• **TASK DIRECTIONS**
In your answer, set down the records below exactly as they stand, omitting pictures.

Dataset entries
___

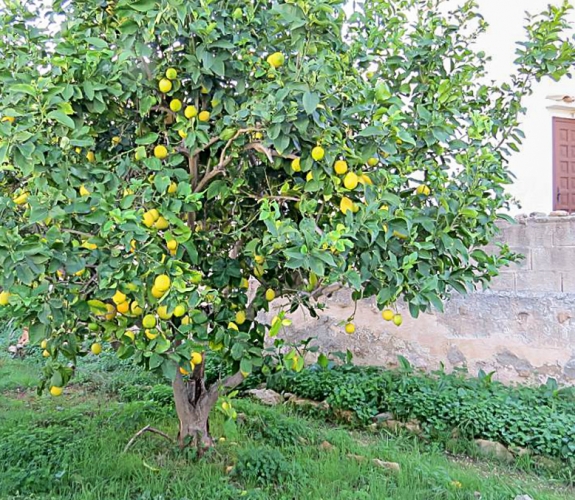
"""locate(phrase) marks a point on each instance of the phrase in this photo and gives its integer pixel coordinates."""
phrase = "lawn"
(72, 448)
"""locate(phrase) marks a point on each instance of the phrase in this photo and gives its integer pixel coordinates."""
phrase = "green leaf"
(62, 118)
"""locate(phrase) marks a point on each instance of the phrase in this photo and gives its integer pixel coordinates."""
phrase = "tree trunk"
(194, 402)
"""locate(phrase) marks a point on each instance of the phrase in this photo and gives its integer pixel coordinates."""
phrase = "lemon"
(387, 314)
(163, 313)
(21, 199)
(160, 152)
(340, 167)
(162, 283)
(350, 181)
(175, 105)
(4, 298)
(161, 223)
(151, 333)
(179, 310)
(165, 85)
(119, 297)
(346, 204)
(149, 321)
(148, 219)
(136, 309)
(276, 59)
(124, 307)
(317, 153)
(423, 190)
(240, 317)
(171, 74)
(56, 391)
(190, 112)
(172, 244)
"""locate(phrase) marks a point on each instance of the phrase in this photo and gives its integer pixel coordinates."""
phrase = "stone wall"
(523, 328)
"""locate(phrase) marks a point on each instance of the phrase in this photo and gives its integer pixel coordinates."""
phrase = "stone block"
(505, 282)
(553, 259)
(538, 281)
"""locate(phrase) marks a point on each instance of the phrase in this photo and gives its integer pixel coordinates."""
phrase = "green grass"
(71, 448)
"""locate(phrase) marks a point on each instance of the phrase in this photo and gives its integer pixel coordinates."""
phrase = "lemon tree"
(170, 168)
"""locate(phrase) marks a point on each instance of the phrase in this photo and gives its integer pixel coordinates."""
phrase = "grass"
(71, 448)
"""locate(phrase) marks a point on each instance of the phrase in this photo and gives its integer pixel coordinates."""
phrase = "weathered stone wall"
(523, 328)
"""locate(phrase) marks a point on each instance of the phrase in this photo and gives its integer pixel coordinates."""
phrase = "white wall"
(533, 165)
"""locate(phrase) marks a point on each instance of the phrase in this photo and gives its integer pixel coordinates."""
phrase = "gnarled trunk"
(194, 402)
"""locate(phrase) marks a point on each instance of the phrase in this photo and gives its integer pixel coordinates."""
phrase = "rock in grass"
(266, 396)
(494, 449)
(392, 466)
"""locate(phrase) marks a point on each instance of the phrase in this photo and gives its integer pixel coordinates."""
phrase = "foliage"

___

• **EXERCISE OUTPUT**
"""locate(phrase) marks a point on each instance of the phrase in this photo and gives its integer pixel coordinates."""
phrase = "lawn"
(72, 448)
"""locate(phrase) marks a point on each instance of the phrase in this photo and gives its integer pixel coordinates."""
phrase = "green leaf"
(62, 118)
"""locate(phrase) marks a point on each instance of the phrase in this photo and gives its integer pixel coordinates."""
phrase = "tree trunk"
(194, 402)
"""locate(phrase) marks a point on each instance of the phrase in this photo and gives its integer pixel coordinates."""
phrase = "lemon"
(387, 314)
(163, 313)
(21, 199)
(160, 152)
(340, 167)
(162, 283)
(350, 181)
(175, 105)
(4, 298)
(161, 223)
(151, 333)
(179, 310)
(165, 85)
(119, 297)
(346, 204)
(149, 321)
(148, 219)
(136, 309)
(276, 59)
(124, 307)
(317, 153)
(423, 190)
(240, 317)
(171, 74)
(56, 391)
(190, 112)
(172, 244)
"""locate(phrase) marks a point on each instance of the phrase in this photo and gives its integer pixel coordinates."""
phrase = "stone wall"
(523, 328)
"""locate(phrase) marks a point on each instance of the phrase in this photo and gives its integer pixel coordinates."""
phrase = "stone block"
(505, 282)
(553, 259)
(538, 281)
"""locate(phrase) marks a point on each instance of the phrase in this photo and gives its integer pixel coordinates."""
phrase = "green grass"
(71, 448)
"""locate(phrase) marks a point on each instance of the phrase in this photo and gives its integer pixel coordinates."""
phrase = "lemon tree"
(170, 168)
"""locate(phrase) marks a point on each instance of the phrase in this photo and gives its integer pixel coordinates."""
phrase = "grass"
(71, 448)
"""locate(phrase) marks a point on each instance of the phrase in this photo and gives its integer pixel coordinates."""
phrase = "weathered stone wall"
(523, 328)
"""locate(phrase) marks a point on each instance of the phrase in this photo and gives its integer pixel coordinates."""
phrase = "white wall"
(533, 165)
"""locate(phrase) marks a point on each instance of the phrase in this photo and gives its integer pixel coordinates."""
phrase = "gnarled trunk"
(194, 402)
"""locate(phrase) marks a point on each instance of the phrase in this photo and gives its integer pixel coordinates."""
phrase = "rock in grass"
(266, 396)
(494, 449)
(392, 466)
"""locate(phrase) marks a point on each instance of the phrase in this photo and gives its integer pixel coordinates."""
phrase = "foliage"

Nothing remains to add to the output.